=== What you have to do ===
Write the listing below out again exactly, dropping the images.

=== Provided data ===
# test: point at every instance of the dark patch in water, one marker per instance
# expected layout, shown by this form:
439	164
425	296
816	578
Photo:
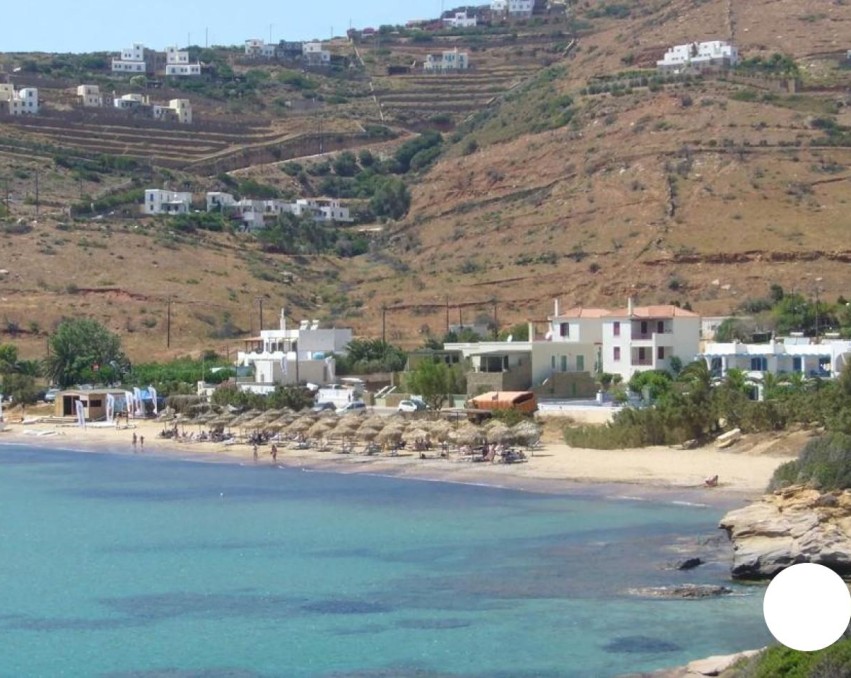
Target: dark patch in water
186	673
341	606
640	645
433	624
154	608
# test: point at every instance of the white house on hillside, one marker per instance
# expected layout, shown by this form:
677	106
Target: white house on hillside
450	60
640	338
292	356
460	20
21	102
90	96
787	355
314	55
158	201
177	63
699	55
514	8
132	60
257	49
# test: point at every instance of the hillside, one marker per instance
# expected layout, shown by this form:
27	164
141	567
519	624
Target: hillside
566	171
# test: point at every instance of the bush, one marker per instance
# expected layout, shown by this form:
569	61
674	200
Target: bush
825	463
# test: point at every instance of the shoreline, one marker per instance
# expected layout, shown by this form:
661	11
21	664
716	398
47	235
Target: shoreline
631	474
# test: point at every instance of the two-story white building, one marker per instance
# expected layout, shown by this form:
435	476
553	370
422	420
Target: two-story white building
19	102
177	63
292	355
314	54
640	338
699	55
449	60
460	20
89	96
255	48
159	201
132	60
516	9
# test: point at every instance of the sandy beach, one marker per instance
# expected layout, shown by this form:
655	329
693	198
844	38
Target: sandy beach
743	470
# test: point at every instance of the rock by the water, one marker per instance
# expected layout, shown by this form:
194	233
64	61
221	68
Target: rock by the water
715	666
688	564
690	591
795	525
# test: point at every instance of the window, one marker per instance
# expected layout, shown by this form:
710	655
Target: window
759	364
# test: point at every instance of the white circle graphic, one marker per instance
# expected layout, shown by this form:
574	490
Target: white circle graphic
807	607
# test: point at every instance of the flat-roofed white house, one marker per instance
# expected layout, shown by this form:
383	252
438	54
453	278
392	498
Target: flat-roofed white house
177	63
449	60
292	355
89	96
255	48
640	338
19	102
314	54
460	20
514	8
786	355
159	201
699	55
132	60
321	209
127	102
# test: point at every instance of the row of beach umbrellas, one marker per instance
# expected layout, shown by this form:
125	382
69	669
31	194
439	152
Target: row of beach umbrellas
386	430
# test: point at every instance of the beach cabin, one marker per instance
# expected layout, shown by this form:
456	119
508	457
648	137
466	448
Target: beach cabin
94	402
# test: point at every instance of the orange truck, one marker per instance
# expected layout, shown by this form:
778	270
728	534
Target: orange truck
522	401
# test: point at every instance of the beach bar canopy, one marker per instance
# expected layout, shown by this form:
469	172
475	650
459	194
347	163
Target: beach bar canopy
94	402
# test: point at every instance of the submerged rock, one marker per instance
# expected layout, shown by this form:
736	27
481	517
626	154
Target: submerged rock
794	525
693	591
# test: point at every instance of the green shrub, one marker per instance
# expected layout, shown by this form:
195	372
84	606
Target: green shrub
825	463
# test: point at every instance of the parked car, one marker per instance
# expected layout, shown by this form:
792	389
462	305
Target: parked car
411	406
354	406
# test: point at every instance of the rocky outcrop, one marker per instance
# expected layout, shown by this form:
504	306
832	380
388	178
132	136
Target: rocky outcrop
686	591
794	525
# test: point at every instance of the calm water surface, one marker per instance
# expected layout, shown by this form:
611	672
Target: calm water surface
119	565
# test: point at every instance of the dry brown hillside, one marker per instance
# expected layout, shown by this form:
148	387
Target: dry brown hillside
563	174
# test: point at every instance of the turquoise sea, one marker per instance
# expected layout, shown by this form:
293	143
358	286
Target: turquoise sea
128	565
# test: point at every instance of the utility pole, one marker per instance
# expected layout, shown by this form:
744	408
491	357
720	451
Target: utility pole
384	324
168	324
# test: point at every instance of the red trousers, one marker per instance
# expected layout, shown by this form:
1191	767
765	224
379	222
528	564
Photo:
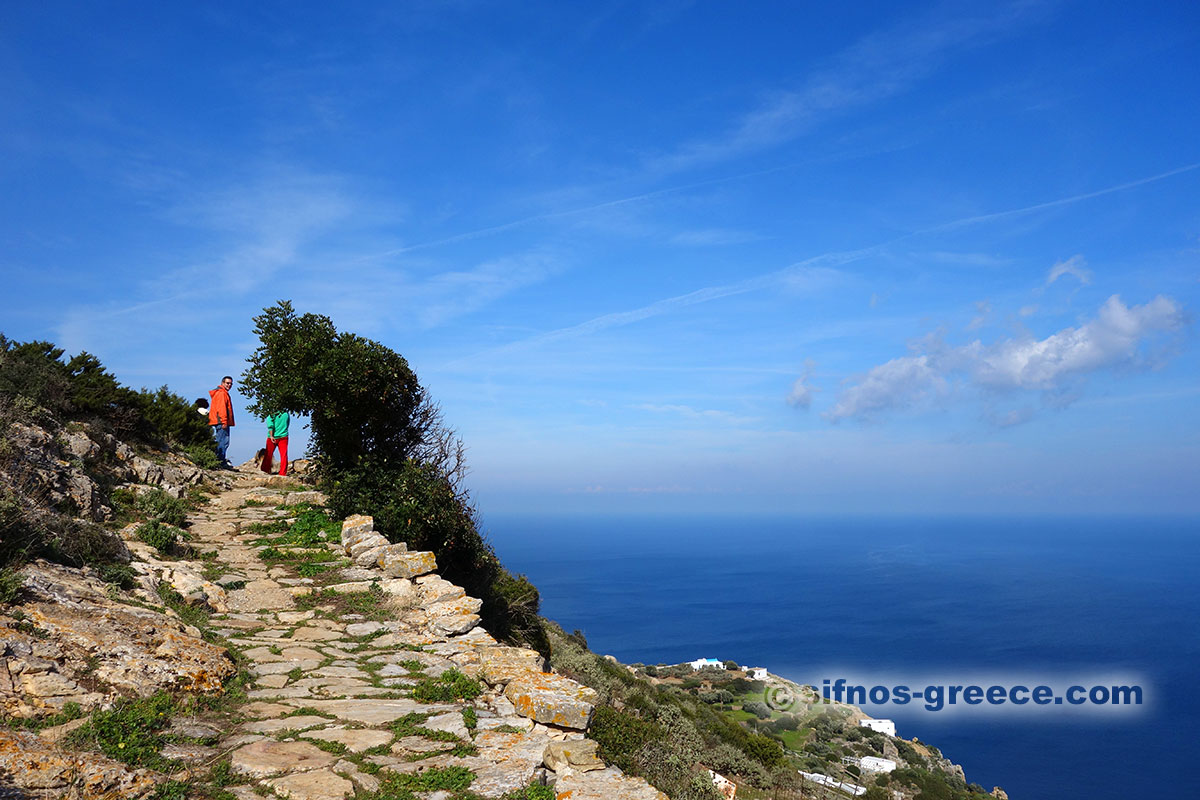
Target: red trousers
283	455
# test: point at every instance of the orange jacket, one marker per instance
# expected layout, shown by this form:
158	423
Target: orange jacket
221	408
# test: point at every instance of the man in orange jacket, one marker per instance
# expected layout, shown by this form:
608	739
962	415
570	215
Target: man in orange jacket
221	417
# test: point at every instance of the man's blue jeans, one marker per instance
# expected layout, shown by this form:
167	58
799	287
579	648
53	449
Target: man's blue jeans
222	435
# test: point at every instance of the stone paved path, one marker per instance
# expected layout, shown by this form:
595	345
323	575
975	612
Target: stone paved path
329	713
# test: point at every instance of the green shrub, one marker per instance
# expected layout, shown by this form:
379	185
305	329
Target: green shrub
448	779
160	506
35	376
621	737
379	447
131	732
450	685
203	455
120	575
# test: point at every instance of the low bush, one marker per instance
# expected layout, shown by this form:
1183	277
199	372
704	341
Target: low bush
450	685
160	536
37	378
203	455
160	506
130	732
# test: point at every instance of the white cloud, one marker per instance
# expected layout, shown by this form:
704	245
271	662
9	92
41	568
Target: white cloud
1074	265
802	392
895	384
984	310
1115	337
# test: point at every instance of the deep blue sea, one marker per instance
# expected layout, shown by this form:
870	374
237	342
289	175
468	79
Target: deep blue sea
909	595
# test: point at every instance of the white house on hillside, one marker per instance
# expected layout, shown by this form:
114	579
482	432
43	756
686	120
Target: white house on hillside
883	726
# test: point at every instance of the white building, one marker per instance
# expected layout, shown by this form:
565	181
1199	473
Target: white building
883	726
727	788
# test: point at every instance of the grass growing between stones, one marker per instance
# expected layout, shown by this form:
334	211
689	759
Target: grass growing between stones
131	732
336	605
450	685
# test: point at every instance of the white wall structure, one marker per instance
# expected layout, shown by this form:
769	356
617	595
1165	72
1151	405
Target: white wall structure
883	726
841	786
876	764
727	788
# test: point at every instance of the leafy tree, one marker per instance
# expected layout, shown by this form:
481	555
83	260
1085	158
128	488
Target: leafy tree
381	447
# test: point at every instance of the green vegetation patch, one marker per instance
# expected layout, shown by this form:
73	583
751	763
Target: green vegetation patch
131	732
161	536
450	685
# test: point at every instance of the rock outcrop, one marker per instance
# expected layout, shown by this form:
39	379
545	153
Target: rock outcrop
75	644
331	705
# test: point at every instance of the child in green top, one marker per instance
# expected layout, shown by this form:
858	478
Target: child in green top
276	437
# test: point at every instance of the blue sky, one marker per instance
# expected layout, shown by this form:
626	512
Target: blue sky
666	256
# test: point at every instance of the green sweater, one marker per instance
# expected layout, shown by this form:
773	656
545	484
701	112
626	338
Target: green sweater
277	425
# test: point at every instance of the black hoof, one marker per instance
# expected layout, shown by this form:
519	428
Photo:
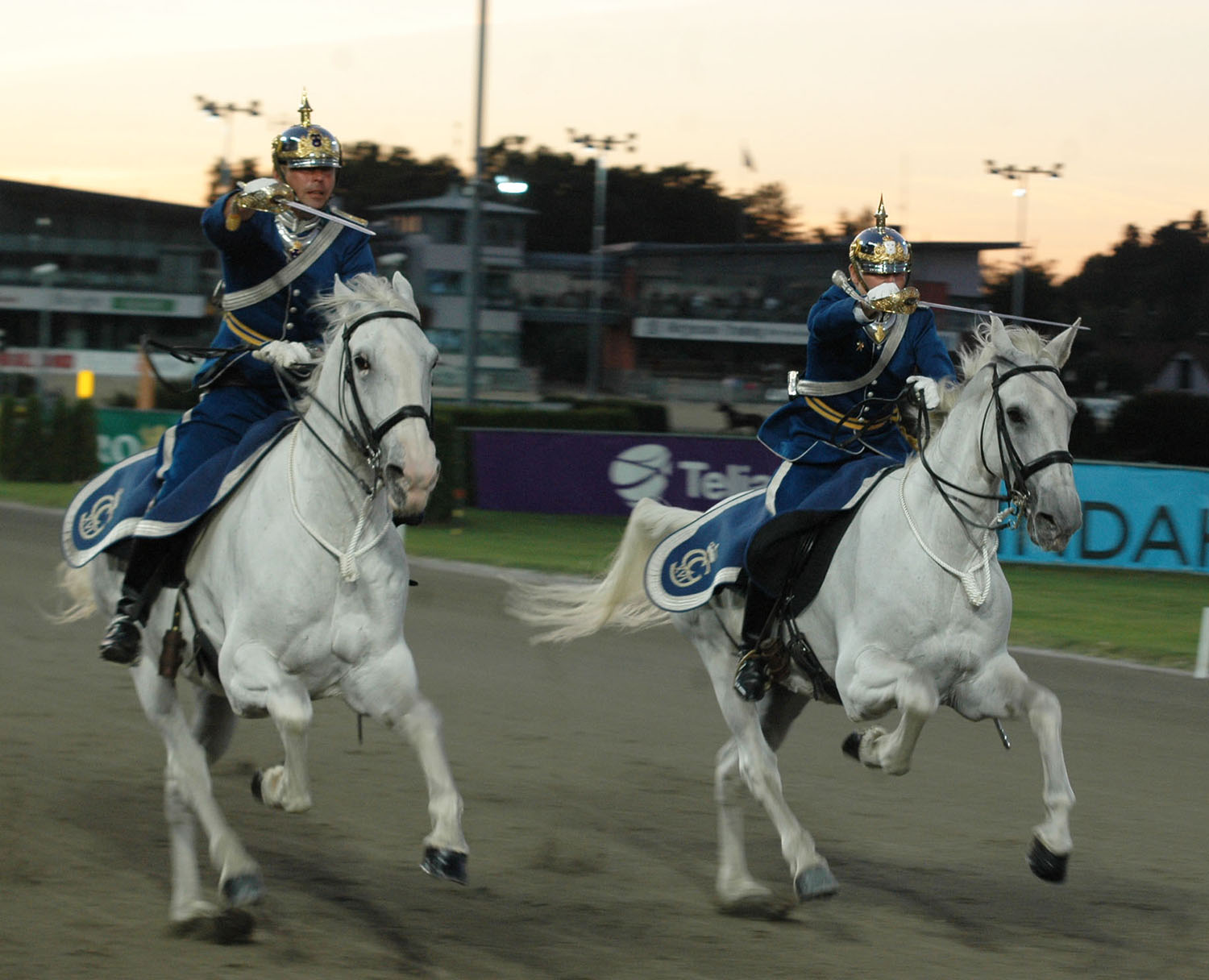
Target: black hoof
1046	864
815	882
853	745
447	864
243	890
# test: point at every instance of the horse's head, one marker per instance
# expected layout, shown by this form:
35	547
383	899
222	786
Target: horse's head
1025	426
377	370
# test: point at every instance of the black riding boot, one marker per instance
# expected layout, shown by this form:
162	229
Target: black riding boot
752	678
144	573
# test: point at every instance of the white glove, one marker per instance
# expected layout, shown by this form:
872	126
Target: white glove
283	355
925	388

=== Solution to the problem ===
# test: point at every instance of the dark patch in water, one marker per instance
# expected layout, shown by this form:
439	164
425	296
816	578
Photo:
Target: dark patch in water
186	673
341	606
640	645
433	624
154	608
# test: point at every instance of the white house on hillside, one marker per instance
# expected layout, shown by this form:
677	106
Target: white house on hillside
450	60
640	338
292	356
460	20
21	102
90	96
787	355
314	55
158	201
177	63
699	55
514	8
132	60
257	49
# test: point at every instance of the hillside, one marker per instance
# expected layout, shown by this form:
27	164
141	567
519	624
Target: hillside
566	171
# test: point at every instance of the bush, one marker per instance
# expected layout, shown by this form:
569	61
674	200
Target: bush
825	463
# test: point at every instance of the shoreline, one marker per instance
# expected layout, shown by this form:
661	11
21	664
716	398
47	235
Target: shoreline
631	474
# test: point at every instance of the two-story white building, one marker per instance
# expected layout, shown by this form:
435	476
553	370
422	420
Target: two-story white building
19	102
177	63
292	355
314	54
640	338
699	55
449	60
460	20
89	96
255	48
159	201
132	60
516	9
# test: point at every instance of the sandy beach, one marker per instance
# expected layout, shown by this form:
655	329
693	198
844	38
Target: sandy beach
743	470
# test: point at every instance of the rock by the water, one marker per instance
# expected layout, shown by this form:
194	233
64	61
221	68
Target: rock by the water
715	666
688	564
690	591
795	525
# test: point at every instance of the window, one marker per instance
# expected layout, shown by this form:
710	655
Target: window
759	364
# test: point at every instance of the white circle graphic, one marker per instance
# expected layout, shown by this form:
574	490
Target: white circle graphic
807	607
# test: point at every instance of the flat-roofed white house, one marker per instance
# expected layout, shown by this form:
383	252
438	54
453	278
392	498
Target: flat-roofed white house
177	63
449	60
292	355
89	96
255	48
640	338
19	102
314	54
460	20
514	8
786	355
159	201
699	55
132	60
321	209
127	102
# test: point at every instance of the row of beach umbrellas, one marker per instance
# expected layout, shown by this form:
125	382
69	669
31	194
439	152
Target: row of beach umbrellas
386	430
# test: point at every instance of the beach cabin, one marker per instance
# expected layout, shown by this form:
456	119
508	457
648	137
466	448
Target: beach cabin
94	402
# test: point at every instance of the orange truck, one marker per instance
# expected layout, shown by this form:
778	270
728	534
Target: orange truck
522	401
# test: point at every instance of the beach bar canopy, one marker per instance
# expected layout, shown by this form:
469	172
475	650
459	194
347	163
Target: beach bar canopy
94	402
# test: point at every instance of the submerged rock, one marker per instance
# expected layout, shown by this form:
736	27
481	517
626	154
Target: submerged rock
794	525
693	591
# test: point at every instance of the green shrub, one marker per instance
# expected layout, shown by this form:
195	372
84	606
Target: green shrub
825	463
# test: point at every instance of the parked car, one marker per instance
# expected layout, shown by this form:
792	389
462	305
Target: parked car
411	406
354	406
# test: point at every instance of the rocky outcrop, one marker per instance
# expected layout, shown by this form:
504	306
832	380
388	178
132	136
Target: rocky outcrop
686	591
794	525
# test: point at every instance of the calm water surface, one marker per instance
# expected layout, shown by this form:
611	672
Target: calm water surface
119	565
# test: point at every instance of the dry brown hillside, one marker per instance
# expected layout, shown by this form:
148	387
Target: dry brown hillside
563	174
# test: point at every instance of the turquoise sea, one marker per instance
# expected layout, shown by this form:
293	143
358	286
Target: turquoise sea
128	565
# test: point at every instance of the utility pole, one marker per instance
# expected layout, shown by this form:
744	408
491	357
720	451
Target: utility pole
384	324
168	324
# test: point at every instance of the red trousers, one marker per instance
# expected layout, shown by this form:
1191	767
765	224
379	222
528	564
Photo:
Target: red trousers
283	455
# test: point at every instance of the orange jacket, one marker per instance
# expected layout, shown by this form:
158	423
Target: orange jacket
221	408
# test: point at every instance of the man in orange jacket, one marker per instance
# expected layout, shown by this form:
608	739
962	415
570	215
Target: man in orange jacket
221	417
# test: point at every instance of the man's blue jeans, one marker per instance
# expected layout, shown by this form:
167	58
799	287
579	648
53	449
Target: man's blue jeans
222	435
# test: point at every instance of the stone paved path, one marker per instance
# expected layout, shown by this form:
595	345
323	575
975	612
Target: stone paved path
329	713
# test: point at every instance of the green shrub, one marker per instance
# expected layout, shown by this form:
379	185
305	329
Target: green shrub
448	779
160	506
35	376
621	737
379	447
131	732
450	685
203	455
120	575
# test: point at every instance of the low bush, one marker per instance
# expected layout, shown by this form:
1183	277
199	372
704	341
Target: low bush
450	685
160	536
37	378
203	455
160	506
130	732
# test: point at every instance of the white cloud, one marker per instance
# expected layout, shown by this form:
704	245
271	662
9	92
41	568
Target: white cloud
1074	265
802	392
895	384
984	310
1115	337
# test: point at every instance of the deep blue sea, one marker per instance
# expected layout, shown by this form:
870	374
237	342
289	175
468	79
Target: deep blue sea
909	595
# test: point at every instance of the white house on hillside, one marker per instance
# expected layout, shown by this form:
114	579
482	432
43	756
686	120
Target: white house on hillside
883	726
# test: point at every instance of the white building, one marker per instance
# expected layout, shown by this form:
565	181
1199	473
Target: white building
883	726
727	788
# test: point at every instance of the grass growing between stones, one marker per instance
# expected layout, shown by this form:
334	211
689	759
Target: grass growing between stones
131	732
336	605
450	685
# test: point at every instance of the white wall structure, one marker per instance
# expected layout, shown by this form:
769	356
617	595
1165	72
1151	405
Target: white wall structure
883	726
841	786
876	764
727	788
# test: point at every instance of the leafy tree, one marker per instance
# expected layout, shown by this form:
481	555
83	260
1085	158
128	488
Target: leafy tree
381	447
# test: point at every instance of the green vegetation patch, one marker per instance
# expected layout, shown by this form:
73	583
751	763
Target: green vegetation patch
131	732
161	536
450	685
# test: point at every instance of the rock outcrop, one marker per instance
# expected layout, shown by this form:
39	379
545	153
Target: rock outcrop
75	644
331	705
# test: point at every instance of the child in green top, one marker per instance
# expected layout, shown by this form:
858	478
Target: child in green top
276	437
# test: point at every instance of the blue sky, one marker per instance
# expected layout, shown by this form:
626	512
Target: blue sky
666	256
# test: point at every instance of the green sweater, one marker per instance
# expected layout, shown by this form:
773	656
545	484
701	112
626	338
Target: green sweater
277	425
# test: point at every instance of the black hoof, one marker per instance
# expected layout, shown by this form:
519	428
Photo:
Target: black hoof
1046	864
815	882
853	745
447	864
243	890
# test: point at every instance of the horse's head, one marker per instance
# expected layout, shown by this form:
35	547
383	899
222	786
Target: horse's head
1025	426
377	370
# test: point at every instance of the black riding boot, one marker per instance
# expected layout, shown by this form:
162	229
Target: black riding boot
752	678
144	573
# test: point at every instance of the white glove, one marker per instance
# expected layout, shown by this form:
872	126
Target: white glove
283	355
925	388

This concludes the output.